═════ Provided text ═════

Use line integral to calculate the area of the surface that is the part of the cylinder defined by $x^2+y^2=4$, which is above the $x,y$ plane and under the plane $x+2y+z=6$.
I recently learnt that:
$\frac{1}{2}\oint\limits_{L}xdy – ydx\,=\frac{1}{2}\iint_D(1+1)=\text{Area of D}$. while $L$ is the curve around $D$. (Not sure if I translated it right).
And seems like I can't use that easily here, so
My understanding of the problem (First approach):
In this question, I guess I have to work with these steps (Some of them I'm not sure how to do them):
Find the intersections between the two planes and the cylinder and calculate their spaces using the formula above.
Find some equation that represents the sides of the wanted part of the cylinder? (This is the part I'm not sure about).

═════ Given data ═════

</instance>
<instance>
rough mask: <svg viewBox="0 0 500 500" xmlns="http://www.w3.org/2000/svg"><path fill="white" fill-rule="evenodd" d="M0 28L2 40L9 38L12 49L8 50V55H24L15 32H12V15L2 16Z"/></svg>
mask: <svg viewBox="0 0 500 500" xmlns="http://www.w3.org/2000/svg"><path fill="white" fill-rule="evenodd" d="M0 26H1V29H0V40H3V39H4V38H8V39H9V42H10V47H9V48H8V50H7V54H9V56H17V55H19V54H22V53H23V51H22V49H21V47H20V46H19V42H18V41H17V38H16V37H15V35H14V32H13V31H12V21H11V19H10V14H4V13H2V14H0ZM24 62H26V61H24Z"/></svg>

═════

Explore the material.
a - In the cylinder area post, answer these:
(i) Which plane bounds the part of the cylinder from above?
(ii) What does $L$ stand for in the formula the poster recently learned?
(iii) Which of the listed steps is the poster unsure about?
b - Could you repeat the cylinder area post word for word from "Use line integral" to "the plane $x+2y+z=6$."?

Solutions to the tasks.
a -
(i) The plane $x+2y+z=6$.
(ii) $L$ is the curve around $D$.
(iii) Finding some equation that represents the sides of the wanted part of the cylinder.

b -
Use line integral to calculate the area of the surface that is the part of the cylinder defined by $x^2+y^2=4$, which is above the $x,y$ plane and under the plane $x+2y+z=6$.